» Data
%%
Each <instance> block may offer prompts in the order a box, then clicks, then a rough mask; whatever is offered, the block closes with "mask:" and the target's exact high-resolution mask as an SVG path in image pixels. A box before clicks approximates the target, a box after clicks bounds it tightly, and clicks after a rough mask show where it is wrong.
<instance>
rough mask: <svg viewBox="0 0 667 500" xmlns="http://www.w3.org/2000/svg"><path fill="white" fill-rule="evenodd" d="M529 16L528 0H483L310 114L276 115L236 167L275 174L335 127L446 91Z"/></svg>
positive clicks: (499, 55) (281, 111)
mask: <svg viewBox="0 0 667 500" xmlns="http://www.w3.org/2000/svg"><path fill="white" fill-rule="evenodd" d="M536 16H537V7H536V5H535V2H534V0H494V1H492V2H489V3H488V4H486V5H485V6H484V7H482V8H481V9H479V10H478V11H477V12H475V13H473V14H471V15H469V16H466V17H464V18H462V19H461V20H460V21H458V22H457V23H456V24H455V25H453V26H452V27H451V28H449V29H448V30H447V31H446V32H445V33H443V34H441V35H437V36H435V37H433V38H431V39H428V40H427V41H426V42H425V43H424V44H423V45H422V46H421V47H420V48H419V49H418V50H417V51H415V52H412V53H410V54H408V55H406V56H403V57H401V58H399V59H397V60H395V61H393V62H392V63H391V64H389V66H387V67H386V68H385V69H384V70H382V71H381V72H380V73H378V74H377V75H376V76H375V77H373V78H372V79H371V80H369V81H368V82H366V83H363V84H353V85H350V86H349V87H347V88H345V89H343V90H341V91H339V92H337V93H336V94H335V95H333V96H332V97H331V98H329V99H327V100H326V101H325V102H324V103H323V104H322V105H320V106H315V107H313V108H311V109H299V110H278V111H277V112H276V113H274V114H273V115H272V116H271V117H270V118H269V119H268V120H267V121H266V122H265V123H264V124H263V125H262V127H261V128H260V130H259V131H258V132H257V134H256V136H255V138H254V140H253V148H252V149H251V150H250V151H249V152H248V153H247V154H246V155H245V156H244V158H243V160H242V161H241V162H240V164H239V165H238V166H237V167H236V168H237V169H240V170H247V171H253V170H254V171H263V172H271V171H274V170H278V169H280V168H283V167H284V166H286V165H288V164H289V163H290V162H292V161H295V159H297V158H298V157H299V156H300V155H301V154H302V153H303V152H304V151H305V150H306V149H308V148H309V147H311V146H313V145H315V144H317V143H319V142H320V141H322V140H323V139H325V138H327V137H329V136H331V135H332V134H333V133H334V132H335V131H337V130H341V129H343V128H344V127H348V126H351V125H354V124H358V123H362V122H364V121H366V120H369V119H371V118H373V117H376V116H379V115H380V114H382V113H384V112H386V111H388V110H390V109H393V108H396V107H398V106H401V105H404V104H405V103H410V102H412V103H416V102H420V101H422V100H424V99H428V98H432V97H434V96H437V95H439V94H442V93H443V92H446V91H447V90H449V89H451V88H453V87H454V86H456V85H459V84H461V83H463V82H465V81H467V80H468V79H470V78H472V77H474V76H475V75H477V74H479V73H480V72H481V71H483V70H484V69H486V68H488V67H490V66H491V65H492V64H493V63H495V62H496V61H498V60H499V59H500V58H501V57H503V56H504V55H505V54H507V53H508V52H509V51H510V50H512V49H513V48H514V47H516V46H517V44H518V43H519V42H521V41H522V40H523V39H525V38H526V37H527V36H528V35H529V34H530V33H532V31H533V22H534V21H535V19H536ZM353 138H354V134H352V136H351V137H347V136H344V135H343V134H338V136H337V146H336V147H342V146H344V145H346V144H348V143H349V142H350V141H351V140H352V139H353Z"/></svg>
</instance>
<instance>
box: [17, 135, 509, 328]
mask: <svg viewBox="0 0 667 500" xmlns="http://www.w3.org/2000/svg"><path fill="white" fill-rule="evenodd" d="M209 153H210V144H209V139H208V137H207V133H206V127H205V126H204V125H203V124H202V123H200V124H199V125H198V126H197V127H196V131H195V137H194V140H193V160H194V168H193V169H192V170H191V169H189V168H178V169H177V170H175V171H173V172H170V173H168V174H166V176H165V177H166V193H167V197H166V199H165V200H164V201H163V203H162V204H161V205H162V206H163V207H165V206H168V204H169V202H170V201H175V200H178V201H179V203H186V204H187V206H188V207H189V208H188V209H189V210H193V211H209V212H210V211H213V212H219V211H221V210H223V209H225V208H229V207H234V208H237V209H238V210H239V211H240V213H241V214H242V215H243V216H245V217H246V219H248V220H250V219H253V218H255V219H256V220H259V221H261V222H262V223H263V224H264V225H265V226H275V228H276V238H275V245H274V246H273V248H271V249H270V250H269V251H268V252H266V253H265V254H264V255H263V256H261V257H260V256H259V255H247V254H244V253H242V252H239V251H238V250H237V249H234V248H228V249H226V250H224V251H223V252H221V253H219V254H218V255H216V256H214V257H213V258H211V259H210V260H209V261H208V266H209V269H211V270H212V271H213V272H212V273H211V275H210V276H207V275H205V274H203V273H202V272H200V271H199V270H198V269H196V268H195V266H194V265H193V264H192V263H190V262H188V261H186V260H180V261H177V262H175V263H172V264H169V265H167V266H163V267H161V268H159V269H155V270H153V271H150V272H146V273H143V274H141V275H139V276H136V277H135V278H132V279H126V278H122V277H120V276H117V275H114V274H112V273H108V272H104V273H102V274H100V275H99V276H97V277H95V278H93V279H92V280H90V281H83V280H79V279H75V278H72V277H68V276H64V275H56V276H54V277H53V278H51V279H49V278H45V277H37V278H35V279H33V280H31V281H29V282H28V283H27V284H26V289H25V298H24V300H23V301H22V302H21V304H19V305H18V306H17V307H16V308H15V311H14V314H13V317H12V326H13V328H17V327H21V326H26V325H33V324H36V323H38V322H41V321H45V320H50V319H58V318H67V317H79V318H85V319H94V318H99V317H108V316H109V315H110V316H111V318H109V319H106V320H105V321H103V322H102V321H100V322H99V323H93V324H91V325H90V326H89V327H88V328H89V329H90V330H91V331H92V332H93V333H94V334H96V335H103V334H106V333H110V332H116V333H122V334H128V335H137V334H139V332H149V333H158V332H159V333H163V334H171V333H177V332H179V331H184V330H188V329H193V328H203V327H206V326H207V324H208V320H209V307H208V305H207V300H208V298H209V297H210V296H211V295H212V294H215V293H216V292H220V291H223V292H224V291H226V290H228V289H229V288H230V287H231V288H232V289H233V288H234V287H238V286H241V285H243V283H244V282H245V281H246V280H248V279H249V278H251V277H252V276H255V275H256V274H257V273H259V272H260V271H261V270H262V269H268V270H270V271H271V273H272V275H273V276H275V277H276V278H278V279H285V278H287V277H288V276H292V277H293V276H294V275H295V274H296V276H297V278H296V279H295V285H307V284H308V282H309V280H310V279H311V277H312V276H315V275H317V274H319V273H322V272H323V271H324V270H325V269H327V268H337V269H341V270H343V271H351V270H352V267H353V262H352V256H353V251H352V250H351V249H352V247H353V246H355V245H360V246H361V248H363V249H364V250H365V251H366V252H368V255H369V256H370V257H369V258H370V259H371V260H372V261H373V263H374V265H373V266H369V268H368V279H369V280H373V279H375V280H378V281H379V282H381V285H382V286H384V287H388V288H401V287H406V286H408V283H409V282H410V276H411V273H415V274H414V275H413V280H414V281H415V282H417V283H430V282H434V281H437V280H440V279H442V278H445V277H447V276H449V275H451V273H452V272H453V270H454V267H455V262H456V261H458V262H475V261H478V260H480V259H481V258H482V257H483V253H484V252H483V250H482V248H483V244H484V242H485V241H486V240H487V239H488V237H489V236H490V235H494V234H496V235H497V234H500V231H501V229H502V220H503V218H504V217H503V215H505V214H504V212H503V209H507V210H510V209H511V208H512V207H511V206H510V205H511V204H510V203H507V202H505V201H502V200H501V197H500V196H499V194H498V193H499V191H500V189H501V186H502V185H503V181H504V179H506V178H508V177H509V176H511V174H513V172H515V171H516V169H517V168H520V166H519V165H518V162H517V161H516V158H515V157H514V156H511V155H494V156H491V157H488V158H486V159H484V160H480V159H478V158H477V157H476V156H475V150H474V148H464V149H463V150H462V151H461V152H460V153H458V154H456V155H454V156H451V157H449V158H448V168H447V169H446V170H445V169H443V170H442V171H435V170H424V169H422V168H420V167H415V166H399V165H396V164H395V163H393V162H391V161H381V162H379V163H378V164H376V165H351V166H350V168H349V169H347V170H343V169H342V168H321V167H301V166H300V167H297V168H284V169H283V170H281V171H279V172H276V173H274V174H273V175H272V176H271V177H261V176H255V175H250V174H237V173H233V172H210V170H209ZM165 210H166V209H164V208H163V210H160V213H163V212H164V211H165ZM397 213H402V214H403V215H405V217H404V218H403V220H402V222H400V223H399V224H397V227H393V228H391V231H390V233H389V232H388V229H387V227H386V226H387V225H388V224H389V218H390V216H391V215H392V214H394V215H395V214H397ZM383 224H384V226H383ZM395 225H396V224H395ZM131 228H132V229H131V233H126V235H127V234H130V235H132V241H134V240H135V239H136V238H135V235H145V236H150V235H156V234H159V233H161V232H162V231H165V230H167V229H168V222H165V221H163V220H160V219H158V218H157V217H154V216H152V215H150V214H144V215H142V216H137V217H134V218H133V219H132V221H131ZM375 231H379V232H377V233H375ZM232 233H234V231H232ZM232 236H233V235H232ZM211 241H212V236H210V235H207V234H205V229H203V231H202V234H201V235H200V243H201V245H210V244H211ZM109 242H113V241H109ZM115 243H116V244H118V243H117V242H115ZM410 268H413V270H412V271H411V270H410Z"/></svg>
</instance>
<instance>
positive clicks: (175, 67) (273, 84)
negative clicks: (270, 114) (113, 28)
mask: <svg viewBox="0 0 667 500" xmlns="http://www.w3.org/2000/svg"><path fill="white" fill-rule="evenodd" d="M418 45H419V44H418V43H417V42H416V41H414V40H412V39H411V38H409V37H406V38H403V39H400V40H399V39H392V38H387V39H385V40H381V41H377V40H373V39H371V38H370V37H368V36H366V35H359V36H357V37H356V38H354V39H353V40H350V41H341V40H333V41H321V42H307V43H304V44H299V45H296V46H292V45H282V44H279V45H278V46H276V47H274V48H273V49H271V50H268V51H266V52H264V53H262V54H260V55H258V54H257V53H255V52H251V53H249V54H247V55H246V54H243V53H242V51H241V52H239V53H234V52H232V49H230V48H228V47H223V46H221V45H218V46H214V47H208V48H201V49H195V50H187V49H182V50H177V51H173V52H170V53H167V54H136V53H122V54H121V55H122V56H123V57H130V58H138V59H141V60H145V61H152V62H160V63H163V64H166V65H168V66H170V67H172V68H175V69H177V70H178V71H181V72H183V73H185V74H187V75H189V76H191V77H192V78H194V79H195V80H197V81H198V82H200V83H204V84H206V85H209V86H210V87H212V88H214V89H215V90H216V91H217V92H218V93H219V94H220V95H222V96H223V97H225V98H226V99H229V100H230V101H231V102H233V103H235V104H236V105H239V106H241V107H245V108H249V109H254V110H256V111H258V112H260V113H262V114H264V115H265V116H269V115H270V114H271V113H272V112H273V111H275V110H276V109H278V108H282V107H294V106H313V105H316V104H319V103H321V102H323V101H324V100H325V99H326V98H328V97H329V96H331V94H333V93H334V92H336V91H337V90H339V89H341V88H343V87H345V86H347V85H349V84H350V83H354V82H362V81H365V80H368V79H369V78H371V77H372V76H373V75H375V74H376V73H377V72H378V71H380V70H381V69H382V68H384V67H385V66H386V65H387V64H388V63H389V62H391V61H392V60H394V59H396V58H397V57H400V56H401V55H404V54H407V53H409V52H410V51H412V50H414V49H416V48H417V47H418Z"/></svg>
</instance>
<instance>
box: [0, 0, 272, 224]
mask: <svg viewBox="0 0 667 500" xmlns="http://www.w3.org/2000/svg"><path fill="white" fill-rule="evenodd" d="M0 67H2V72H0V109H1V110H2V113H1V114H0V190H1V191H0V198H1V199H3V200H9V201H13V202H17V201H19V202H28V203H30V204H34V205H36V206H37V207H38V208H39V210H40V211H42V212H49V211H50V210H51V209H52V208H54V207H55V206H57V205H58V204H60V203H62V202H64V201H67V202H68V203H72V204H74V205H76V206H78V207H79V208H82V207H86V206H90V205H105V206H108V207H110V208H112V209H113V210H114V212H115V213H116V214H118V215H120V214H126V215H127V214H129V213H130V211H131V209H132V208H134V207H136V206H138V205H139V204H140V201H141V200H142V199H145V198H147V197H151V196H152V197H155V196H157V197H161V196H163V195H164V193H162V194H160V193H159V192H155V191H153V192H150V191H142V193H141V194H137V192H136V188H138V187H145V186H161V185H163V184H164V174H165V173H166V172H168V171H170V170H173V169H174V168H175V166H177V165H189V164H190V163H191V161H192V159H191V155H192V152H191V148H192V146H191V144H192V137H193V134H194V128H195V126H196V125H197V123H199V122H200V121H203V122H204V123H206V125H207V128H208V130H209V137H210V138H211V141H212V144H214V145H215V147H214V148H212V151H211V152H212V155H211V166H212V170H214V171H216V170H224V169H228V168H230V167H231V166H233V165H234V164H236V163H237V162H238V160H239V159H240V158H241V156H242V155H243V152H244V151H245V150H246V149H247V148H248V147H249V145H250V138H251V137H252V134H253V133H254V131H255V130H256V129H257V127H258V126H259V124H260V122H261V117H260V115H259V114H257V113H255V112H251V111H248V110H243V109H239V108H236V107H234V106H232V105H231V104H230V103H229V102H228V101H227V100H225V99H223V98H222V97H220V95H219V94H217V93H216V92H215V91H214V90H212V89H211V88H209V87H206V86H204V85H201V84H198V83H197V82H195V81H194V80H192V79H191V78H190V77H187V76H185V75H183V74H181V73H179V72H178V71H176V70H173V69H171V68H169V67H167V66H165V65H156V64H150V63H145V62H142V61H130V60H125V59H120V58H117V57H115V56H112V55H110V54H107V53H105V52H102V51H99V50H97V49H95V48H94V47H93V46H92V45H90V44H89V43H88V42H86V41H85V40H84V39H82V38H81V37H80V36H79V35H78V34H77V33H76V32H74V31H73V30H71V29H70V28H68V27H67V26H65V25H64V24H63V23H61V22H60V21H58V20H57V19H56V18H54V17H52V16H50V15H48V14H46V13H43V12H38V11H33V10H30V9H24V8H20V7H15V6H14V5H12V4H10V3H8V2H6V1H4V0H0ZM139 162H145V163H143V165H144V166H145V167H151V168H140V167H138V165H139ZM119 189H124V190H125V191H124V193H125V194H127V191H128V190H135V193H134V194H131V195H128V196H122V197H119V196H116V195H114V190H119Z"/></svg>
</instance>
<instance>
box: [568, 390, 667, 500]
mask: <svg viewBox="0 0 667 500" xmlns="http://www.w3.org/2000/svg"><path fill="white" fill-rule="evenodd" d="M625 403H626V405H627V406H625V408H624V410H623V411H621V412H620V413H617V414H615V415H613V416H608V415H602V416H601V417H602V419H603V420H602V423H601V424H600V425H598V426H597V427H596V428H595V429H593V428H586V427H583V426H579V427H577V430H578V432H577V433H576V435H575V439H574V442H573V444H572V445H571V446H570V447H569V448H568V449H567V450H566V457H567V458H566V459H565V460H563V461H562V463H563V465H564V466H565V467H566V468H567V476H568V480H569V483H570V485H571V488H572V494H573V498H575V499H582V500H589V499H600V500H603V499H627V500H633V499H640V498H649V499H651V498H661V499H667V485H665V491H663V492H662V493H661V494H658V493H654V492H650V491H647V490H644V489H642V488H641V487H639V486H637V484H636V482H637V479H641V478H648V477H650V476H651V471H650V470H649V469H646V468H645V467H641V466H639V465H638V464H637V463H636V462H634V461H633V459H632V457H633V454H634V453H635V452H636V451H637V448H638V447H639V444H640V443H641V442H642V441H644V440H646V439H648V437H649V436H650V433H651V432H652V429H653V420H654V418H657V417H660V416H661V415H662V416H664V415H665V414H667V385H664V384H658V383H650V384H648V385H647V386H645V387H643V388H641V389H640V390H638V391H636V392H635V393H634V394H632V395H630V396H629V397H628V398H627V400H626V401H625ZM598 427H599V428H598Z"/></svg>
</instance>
%%
%%
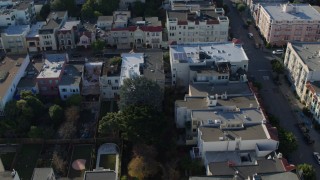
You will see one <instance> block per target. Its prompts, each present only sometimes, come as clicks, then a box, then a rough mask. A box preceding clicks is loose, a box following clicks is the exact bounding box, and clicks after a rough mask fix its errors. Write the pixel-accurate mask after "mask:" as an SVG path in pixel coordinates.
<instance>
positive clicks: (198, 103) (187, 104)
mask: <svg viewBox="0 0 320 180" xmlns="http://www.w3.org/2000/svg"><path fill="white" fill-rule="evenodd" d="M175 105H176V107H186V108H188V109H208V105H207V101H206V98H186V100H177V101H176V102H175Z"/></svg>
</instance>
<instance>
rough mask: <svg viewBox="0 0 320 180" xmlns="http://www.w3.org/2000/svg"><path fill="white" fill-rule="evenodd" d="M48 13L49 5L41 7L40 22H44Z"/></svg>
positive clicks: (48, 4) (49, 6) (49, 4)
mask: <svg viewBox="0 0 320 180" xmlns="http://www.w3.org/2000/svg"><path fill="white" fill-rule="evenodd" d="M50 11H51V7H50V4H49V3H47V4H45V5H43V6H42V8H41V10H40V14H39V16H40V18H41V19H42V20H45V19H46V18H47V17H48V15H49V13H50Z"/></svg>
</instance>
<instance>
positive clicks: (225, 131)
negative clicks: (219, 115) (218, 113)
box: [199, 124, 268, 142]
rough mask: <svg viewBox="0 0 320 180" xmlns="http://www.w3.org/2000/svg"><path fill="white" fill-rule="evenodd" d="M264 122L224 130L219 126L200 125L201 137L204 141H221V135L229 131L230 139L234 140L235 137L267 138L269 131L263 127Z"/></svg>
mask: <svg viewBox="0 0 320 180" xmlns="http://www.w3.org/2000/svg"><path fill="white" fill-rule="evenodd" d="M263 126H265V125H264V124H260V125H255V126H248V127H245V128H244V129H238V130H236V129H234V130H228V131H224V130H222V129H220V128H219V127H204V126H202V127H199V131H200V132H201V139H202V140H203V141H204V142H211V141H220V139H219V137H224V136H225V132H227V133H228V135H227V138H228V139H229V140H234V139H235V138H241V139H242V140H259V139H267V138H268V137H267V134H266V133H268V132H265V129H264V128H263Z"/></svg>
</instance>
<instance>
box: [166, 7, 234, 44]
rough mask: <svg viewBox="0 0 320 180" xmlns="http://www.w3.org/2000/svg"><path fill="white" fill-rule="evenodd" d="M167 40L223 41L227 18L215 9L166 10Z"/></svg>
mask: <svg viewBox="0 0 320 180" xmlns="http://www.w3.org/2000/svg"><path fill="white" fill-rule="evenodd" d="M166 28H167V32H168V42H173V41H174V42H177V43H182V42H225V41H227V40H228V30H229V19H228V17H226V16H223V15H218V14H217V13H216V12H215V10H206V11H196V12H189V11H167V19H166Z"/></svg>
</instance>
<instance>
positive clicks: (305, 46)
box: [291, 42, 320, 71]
%%
» Required work
What you give back should be exactly the lines of the data above from the line with "Each <instance> block" through the line with "16L528 0H483L310 114L276", both of those included, and nothing more.

» Answer for the task
Each <instance> block may offer prompts in the order a box, then clicks, then a rough mask; whatever is offered, the block closes with "mask:" and the target's exact high-resolution mask as an SVG path in image pixels. A box before clicks approximates the target, a box after clicks bounds it tightly, and clicks after a rough mask show where it is wrong.
<instance>
rough mask: <svg viewBox="0 0 667 500" xmlns="http://www.w3.org/2000/svg"><path fill="white" fill-rule="evenodd" d="M529 16L528 0H483L310 114L276 115L236 167L275 174L335 127L446 91Z"/></svg>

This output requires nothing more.